### Quoted passage
On Tue, 30 Dec 2025 05:15:46 -0500
"Michael S. Tsirkin" <[email protected]> wrote:
> When a structure contains a buffer that DMA writes to alongside fields
> that the CPU writes to, cache line sharing between the DMA buffer and
> CPU-written fields can cause data corruption on non-cache-coherent
> platforms.
>
> Add __dma_from_device_aligned_begin/__dma_from_device_aligned_end
> annotations to ensure proper alignment to prevent this:
>
> struct my_device {
> spinlock_t lock1;
> __dma_from_device_aligned_begin char dma_buffer1[16];
> char dma_buffer2[16];
> __dma_from_device_aligned_end spinlock_t lock2;
> };
>
> When the DMA buffer is the last field in the structure, just
> __dma_from_device_aligned_begin is enough - the compiler's struct
> padding protects the tail:
>
> struct my_device {
> spinlock_t lock;
> struct mutex mlock;
> __dma_from_device_aligned_begin char dma_buffer1[16];
> char dma_buffer2[16];
> };
This works, but it's a bit hard to read. Can we reuse the
__cacheline_group_{begin, end}() macros from <linux/cache.h>?
Something like this:
#define __dma_from_device_group_begin(GROUP) \
__cacheline_group_begin(GROUP) \
____dma_from_device_aligned
#define __dma_from_device_group_end(GROUP) \
__cacheline_group_end(GROUP) \
____dma_from_device_aligned
And used like this (the "rxbuf" group id was chosen arbitrarily):
struct my_device {
spinlock_t lock1;
__dma_from_device_group_begin(rxbuf);
char dma_buffer1[16];
char dma_buffer2[16];
__dma_from_device_group_end(rxbuf);
spinlock_t lock2;
};
Petr T
> Signed-off-by: Michael S. Tsirkin <[email protected]>
> ---
> include/linux/dma-mapping.h | 10 ++++++++++
> 1 file changed, 10 insertions(+)

### Data section
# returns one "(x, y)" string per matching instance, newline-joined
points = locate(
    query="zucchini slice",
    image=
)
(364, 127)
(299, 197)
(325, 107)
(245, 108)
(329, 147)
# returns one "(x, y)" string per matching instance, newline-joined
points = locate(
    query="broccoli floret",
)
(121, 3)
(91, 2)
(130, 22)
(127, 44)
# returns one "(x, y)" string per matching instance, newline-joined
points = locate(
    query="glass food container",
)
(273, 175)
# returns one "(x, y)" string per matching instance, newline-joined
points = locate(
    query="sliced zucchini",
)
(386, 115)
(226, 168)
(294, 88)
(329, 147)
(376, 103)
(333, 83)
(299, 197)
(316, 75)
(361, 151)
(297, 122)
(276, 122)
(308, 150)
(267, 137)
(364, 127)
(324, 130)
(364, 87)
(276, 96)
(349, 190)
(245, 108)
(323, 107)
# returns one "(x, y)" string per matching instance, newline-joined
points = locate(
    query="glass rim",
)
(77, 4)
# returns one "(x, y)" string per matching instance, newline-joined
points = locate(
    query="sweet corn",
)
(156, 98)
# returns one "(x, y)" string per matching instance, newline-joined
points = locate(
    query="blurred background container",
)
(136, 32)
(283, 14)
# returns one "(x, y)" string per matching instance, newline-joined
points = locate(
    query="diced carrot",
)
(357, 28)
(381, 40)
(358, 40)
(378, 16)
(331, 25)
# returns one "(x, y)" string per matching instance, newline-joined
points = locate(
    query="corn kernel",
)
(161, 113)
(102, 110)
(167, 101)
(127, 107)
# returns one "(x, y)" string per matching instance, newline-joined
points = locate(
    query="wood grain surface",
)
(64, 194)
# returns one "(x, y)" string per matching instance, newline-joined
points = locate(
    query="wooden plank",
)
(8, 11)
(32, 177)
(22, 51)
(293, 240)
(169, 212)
==
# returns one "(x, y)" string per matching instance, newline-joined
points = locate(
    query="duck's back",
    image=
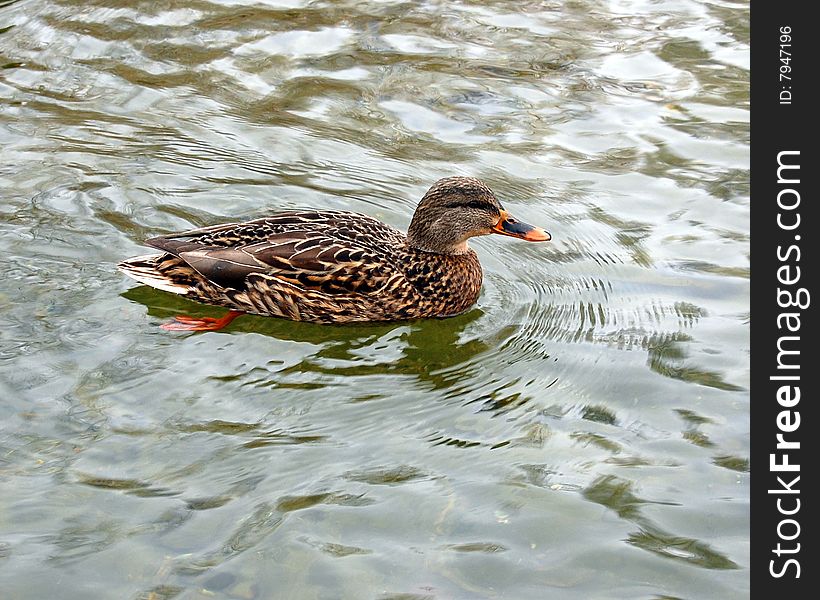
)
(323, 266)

### Written exercise 1
Summarize the mailing-list reply on DMA buffer alignment in two sentences.
### Written exercise 2
Pick up the mailing-list reply on DMA buffer alignment after its final line and carry it on.

### Task result 1
Michael S. Tsirkin's patch adds __dma_from_device_aligned_begin and __dma_from_device_aligned_end annotations so that a buffer written by DMA does not share cache lines with fields the CPU writes to, since that sharing can corrupt data on non-cache-coherent platforms. Petr T answers that the approach works but is a bit hard to read, and proposes __dma_from_device_group_begin and __dma_from_device_group_end macros that reuse the __cacheline_group_{begin, end}() macros from <linux/cache.h>.

### Task result 2
>
> diff --git a/include/linux/dma-mapping.h b/include/linux/dma-mapping.h
> index aa36a0d1d9df..47b7de3786a1 100644
> --- a/include/linux/dma-mapping.h
> +++ b/include/linux/dma-mapping.h
> @@ -703,6 +703,16 @@ static inline int dma_get_cache_alignment(void)
> }
> #endif
>
> +#ifdef ARCH_HAS_DMA_MINALIGN
> +#define ____dma_from_device_aligned __aligned(ARCH_DMA_MINALIGN)
> +#else
> +#define ____dma_from_device_aligned
> +#endif
> +/* Apply to the 1st field of the DMA buffer */
> +#define __dma_from_device_aligned_begin ____dma_from_device_aligned
> +/* Apply to the 1st field beyond the DMA buffer */
> +#define __dma_from_device_aligned_end ____dma_from_device_aligned
> +
> static inline void *dmam_alloc_coherent(struct device *dev, size_t size,
> dma_addr_t *dma_handle, gfp_t gfp)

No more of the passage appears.